------ Records for this task ------
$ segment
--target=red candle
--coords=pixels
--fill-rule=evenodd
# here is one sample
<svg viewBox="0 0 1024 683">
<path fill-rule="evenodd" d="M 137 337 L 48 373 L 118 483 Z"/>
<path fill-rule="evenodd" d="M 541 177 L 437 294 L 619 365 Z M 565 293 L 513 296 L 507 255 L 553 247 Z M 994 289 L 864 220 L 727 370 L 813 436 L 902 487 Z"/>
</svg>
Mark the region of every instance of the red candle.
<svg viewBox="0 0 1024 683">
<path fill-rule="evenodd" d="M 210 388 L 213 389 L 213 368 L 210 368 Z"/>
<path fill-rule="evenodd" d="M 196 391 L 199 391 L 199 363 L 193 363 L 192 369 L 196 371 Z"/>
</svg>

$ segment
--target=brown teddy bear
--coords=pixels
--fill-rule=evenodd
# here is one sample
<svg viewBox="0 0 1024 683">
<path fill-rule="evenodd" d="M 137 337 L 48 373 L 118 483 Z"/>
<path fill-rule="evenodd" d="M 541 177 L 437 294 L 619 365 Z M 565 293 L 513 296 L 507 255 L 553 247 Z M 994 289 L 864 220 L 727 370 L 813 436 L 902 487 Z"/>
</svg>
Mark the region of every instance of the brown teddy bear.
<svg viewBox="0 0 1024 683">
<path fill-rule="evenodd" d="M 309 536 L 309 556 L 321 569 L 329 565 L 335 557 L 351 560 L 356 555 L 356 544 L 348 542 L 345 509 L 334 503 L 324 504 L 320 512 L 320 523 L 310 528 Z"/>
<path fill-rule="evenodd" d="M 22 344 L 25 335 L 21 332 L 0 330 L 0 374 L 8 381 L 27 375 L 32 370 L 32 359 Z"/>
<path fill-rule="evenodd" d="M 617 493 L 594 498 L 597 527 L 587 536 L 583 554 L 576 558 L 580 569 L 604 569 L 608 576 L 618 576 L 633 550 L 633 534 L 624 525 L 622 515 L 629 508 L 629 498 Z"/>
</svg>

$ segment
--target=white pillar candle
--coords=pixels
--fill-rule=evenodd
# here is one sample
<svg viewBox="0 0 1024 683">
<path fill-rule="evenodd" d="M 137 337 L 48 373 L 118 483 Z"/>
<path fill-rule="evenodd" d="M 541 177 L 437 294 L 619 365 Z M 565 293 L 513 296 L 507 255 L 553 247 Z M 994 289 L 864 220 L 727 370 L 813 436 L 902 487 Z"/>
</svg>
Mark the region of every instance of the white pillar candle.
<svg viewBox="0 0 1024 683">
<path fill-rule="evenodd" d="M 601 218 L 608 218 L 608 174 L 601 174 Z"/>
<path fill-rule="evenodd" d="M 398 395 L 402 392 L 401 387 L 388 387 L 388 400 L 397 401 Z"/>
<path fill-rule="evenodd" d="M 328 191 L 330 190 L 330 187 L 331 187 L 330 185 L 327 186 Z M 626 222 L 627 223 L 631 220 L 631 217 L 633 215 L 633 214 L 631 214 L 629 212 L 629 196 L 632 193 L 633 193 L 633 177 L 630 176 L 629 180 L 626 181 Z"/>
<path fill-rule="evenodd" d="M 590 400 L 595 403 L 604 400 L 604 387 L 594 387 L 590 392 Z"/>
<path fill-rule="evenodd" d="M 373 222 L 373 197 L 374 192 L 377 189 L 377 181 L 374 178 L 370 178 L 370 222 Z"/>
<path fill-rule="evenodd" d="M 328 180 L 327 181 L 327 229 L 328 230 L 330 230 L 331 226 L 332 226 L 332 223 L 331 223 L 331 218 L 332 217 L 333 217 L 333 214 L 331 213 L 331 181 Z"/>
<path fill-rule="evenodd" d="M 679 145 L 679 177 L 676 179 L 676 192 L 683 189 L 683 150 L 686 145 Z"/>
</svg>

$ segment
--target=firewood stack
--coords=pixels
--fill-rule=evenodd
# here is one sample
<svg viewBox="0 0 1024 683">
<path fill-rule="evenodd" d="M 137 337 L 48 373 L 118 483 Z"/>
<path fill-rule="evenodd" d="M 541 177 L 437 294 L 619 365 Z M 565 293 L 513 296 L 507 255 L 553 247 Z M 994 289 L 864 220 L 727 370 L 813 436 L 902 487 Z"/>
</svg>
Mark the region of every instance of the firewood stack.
------
#### Task goal
Repeat the records above exactly, from the first line to the last.

#### Answer section
$ segment
--target=red candle
--coords=pixels
--fill-rule=evenodd
# here is one sample
<svg viewBox="0 0 1024 683">
<path fill-rule="evenodd" d="M 137 337 L 48 373 L 118 483 Z"/>
<path fill-rule="evenodd" d="M 541 177 L 437 294 L 619 365 Z M 565 293 L 513 296 L 507 255 L 553 247 Z M 994 289 L 864 220 L 727 370 L 813 436 L 902 487 Z"/>
</svg>
Mark the region of every instance of the red candle.
<svg viewBox="0 0 1024 683">
<path fill-rule="evenodd" d="M 210 388 L 213 389 L 213 368 L 210 368 Z"/>
<path fill-rule="evenodd" d="M 196 391 L 199 391 L 199 363 L 193 363 L 192 369 L 196 371 Z"/>
</svg>

$ segment
--target=brown teddy bear
--coords=pixels
--fill-rule=evenodd
# here is one sample
<svg viewBox="0 0 1024 683">
<path fill-rule="evenodd" d="M 137 337 L 48 373 L 118 483 Z"/>
<path fill-rule="evenodd" d="M 541 177 L 437 294 L 619 365 Z M 565 293 L 513 296 L 507 255 L 553 247 Z M 994 289 L 864 220 L 727 370 L 813 436 L 902 487 Z"/>
</svg>
Mark the region of every instance of the brown teddy bear.
<svg viewBox="0 0 1024 683">
<path fill-rule="evenodd" d="M 309 536 L 309 556 L 321 569 L 329 565 L 335 557 L 351 560 L 356 555 L 356 544 L 348 542 L 345 509 L 334 503 L 324 504 L 320 512 L 320 523 L 310 528 Z"/>
<path fill-rule="evenodd" d="M 22 344 L 25 335 L 21 332 L 0 330 L 0 374 L 8 381 L 27 375 L 32 370 L 32 359 Z"/>
<path fill-rule="evenodd" d="M 617 493 L 594 498 L 597 527 L 587 536 L 583 554 L 576 558 L 580 569 L 604 569 L 608 576 L 618 576 L 633 550 L 633 534 L 624 525 L 622 515 L 629 508 L 629 498 Z"/>
</svg>

$ segment
--target=white pillar candle
--coords=pixels
--fill-rule=evenodd
# here is one sample
<svg viewBox="0 0 1024 683">
<path fill-rule="evenodd" d="M 137 337 L 48 373 L 118 483 Z"/>
<path fill-rule="evenodd" d="M 541 177 L 437 294 L 619 365 Z M 565 293 L 513 296 L 507 255 L 553 247 Z M 994 289 L 864 220 L 727 370 L 813 436 L 902 487 Z"/>
</svg>
Mark the region of every instance of the white pillar candle.
<svg viewBox="0 0 1024 683">
<path fill-rule="evenodd" d="M 601 218 L 608 218 L 608 174 L 601 174 Z"/>
<path fill-rule="evenodd" d="M 398 395 L 402 392 L 401 387 L 388 387 L 388 400 L 397 401 Z"/>
<path fill-rule="evenodd" d="M 328 191 L 330 190 L 330 187 L 331 187 L 330 185 L 327 186 Z M 626 222 L 627 223 L 631 220 L 631 217 L 633 215 L 633 214 L 631 214 L 629 212 L 629 196 L 632 193 L 633 193 L 633 177 L 630 176 L 629 180 L 626 181 Z"/>
<path fill-rule="evenodd" d="M 590 400 L 595 403 L 604 400 L 604 387 L 594 387 L 590 392 Z"/>
<path fill-rule="evenodd" d="M 373 222 L 373 197 L 374 192 L 377 189 L 377 181 L 374 178 L 370 178 L 370 222 Z"/>
<path fill-rule="evenodd" d="M 328 180 L 327 181 L 327 229 L 328 230 L 330 230 L 331 226 L 332 226 L 332 223 L 331 223 L 331 218 L 332 217 L 333 217 L 333 214 L 331 213 L 331 181 Z"/>
<path fill-rule="evenodd" d="M 679 145 L 679 177 L 676 179 L 676 192 L 683 189 L 683 150 L 686 145 Z"/>
</svg>

$ segment
--target=firewood stack
--coords=pixels
--fill-rule=evenodd
# here is one sample
<svg viewBox="0 0 1024 683">
<path fill-rule="evenodd" d="M 137 337 L 48 373 L 118 483 Z"/>
<path fill-rule="evenodd" d="M 541 177 L 437 294 L 619 365 Z M 565 293 L 513 296 L 507 255 L 553 247 Z M 994 289 L 864 220 L 727 370 L 813 436 L 902 487 Z"/>
</svg>
Mark the region of every instance of the firewood stack.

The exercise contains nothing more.